→ Written request
Copy the whole program review text below word for word.

→ Text block

========================

We complied. But this is my fifth career program review –my third at Cerritos College– and I long ago moved beyond the compliance stage of this accreditation-mandated self-examination of the program where we look at data to evaluate our strengths, weaknesses, opportunities and threats and then set goals for ourselves. Program review is supposed to be about evaluating yourselves and improving. All good teachers do a version of this in their heads every day and this process is just a formal presentation that brings it all together and requires you to articulate what is going on.

While I enjoyed my fourth review most because the college’s processes allowed me to be a bit more creative and include successful narratives that made for more exciting reading, this review was interesting in that it was the first since the Journalism program and Radio-TV program had joined to form the Mass Communications Department. Working out compromise statements on strengths and weaknesses and in goal setting by my Radio-TV colleague added spice, especially as he approached the process more with compliance in mind than improvement (been there, bought the t-shirt and transcended).

After completing the review, though, something feels hollow. A big part of our two programs are our student media. And while they were addressed in the review, we really did not assess them deeply. I am thinking of moving beyond compliance of program review and now developing a student media review process. What are our student media all about?

Completing such a review and articulating it in a formal document would not only be challenging, but might even be instructive, not only for myself, but for my students, my colleagues, other journalism advisers and, eventually, my replacement.

But what to include in such a review? The college provided a format for its required review, one that emphasized its hot buttons and not necessarily mine. I accept their measuring sticks of completions, success (students getting a C or better) and course retention, but they don’t speak to the day-to-day goals of the student media.

========================

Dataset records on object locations

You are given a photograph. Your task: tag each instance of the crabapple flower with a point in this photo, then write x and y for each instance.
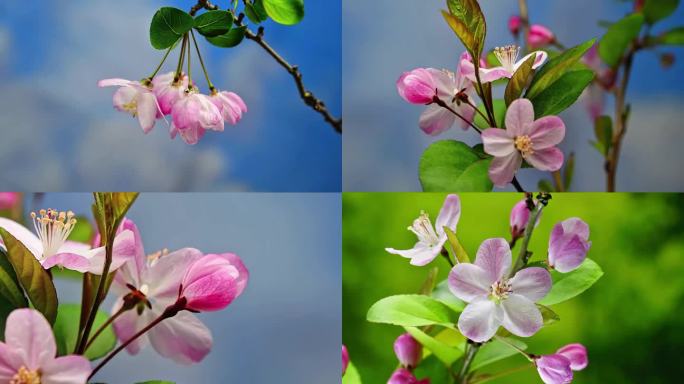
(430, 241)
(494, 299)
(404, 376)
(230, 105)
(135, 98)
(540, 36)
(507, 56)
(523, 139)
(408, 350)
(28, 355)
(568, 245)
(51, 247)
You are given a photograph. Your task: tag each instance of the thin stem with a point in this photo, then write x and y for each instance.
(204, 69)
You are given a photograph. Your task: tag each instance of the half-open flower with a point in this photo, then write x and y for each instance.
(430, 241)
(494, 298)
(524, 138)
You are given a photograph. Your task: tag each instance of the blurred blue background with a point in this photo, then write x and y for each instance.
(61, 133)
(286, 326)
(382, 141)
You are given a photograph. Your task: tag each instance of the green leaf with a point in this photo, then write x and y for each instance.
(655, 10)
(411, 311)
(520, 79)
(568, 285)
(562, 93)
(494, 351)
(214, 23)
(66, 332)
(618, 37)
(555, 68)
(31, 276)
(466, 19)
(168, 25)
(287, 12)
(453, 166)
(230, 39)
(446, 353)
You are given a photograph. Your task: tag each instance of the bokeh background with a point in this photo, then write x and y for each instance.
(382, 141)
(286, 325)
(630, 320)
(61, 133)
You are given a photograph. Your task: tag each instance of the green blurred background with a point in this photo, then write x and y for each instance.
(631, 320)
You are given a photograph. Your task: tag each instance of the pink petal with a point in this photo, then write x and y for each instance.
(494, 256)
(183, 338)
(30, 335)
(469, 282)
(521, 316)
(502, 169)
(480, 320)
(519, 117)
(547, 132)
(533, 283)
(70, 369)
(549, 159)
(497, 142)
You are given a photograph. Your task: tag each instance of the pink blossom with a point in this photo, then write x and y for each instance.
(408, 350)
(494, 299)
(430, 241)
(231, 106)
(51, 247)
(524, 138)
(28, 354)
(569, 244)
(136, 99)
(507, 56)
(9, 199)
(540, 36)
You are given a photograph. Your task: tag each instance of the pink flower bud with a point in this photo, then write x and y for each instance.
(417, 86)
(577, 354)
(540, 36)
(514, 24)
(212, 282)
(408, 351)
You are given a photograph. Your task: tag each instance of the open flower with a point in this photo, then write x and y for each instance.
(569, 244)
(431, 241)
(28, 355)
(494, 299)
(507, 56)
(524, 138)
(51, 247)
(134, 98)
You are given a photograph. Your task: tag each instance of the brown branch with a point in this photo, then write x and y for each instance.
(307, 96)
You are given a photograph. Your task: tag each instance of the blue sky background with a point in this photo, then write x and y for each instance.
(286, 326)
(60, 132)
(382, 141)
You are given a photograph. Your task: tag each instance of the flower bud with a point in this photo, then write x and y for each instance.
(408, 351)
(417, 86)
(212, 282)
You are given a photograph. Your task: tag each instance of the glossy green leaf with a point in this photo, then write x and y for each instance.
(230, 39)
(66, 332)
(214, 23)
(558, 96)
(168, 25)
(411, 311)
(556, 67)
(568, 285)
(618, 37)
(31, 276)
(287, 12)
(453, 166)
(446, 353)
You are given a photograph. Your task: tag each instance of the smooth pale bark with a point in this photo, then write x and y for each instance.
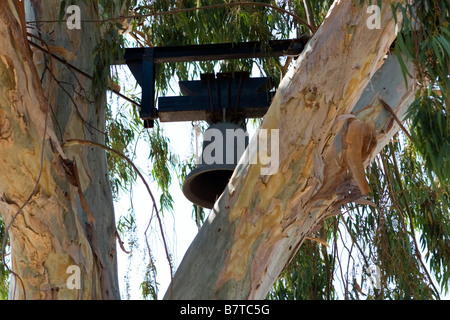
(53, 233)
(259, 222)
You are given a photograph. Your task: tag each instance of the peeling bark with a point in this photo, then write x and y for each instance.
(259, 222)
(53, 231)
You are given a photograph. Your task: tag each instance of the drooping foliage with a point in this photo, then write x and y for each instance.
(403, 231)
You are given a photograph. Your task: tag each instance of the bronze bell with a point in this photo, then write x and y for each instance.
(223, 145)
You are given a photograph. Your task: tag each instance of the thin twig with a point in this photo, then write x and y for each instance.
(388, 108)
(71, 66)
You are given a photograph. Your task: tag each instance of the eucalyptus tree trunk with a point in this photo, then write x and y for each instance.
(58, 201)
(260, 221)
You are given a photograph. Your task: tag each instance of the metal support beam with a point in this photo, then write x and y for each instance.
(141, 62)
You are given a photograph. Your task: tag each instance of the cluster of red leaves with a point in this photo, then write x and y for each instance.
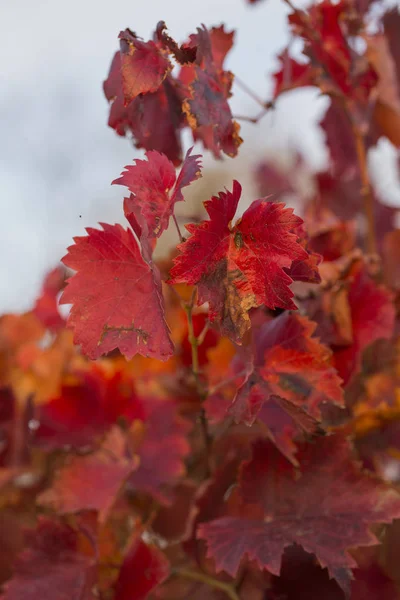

========================

→ Solution for this exercise
We complied. But this is my fifth career program review –my third at Cerritos College– and I long ago moved beyond the compliance stage of this accreditation-mandated self-examination of the program where we look at data to evaluate our strengths, weaknesses, opportunities and threats and then set goals for ourselves. Program review is supposed to be about evaluating yourselves and improving. All good teachers do a version of this in their heads every day and this process is just a formal presentation that brings it all together and requires you to articulate what is going on.

While I enjoyed my fourth review most because the college’s processes allowed me to be a bit more creative and include successful narratives that made for more exciting reading, this review was interesting in that it was the first since the Journalism program and Radio-TV program had joined to form the Mass Communications Department. Working out compromise statements on strengths and weaknesses and in goal setting by my Radio-TV colleague added spice, especially as he approached the process more with compliance in mind than improvement (been there, bought the t-shirt and transcended).

After completing the review, though, something feels hollow. A big part of our two programs are our student media. And while they were addressed in the review, we really did not assess them deeply. I am thinking of moving beyond compliance of program review and now developing a student media review process. What are our student media all about?

Completing such a review and articulating it in a formal document would not only be challenging, but might even be instructive, not only for myself, but for my students, my colleagues, other journalism advisers and, eventually, my replacement.

But what to include in such a review? The college provided a format for its required review, one that emphasized its hot buttons and not necessarily mine. I accept their measuring sticks of completions, success (students getting a C or better) and course retention, but they don’t speak to the day-to-day goals of the student media.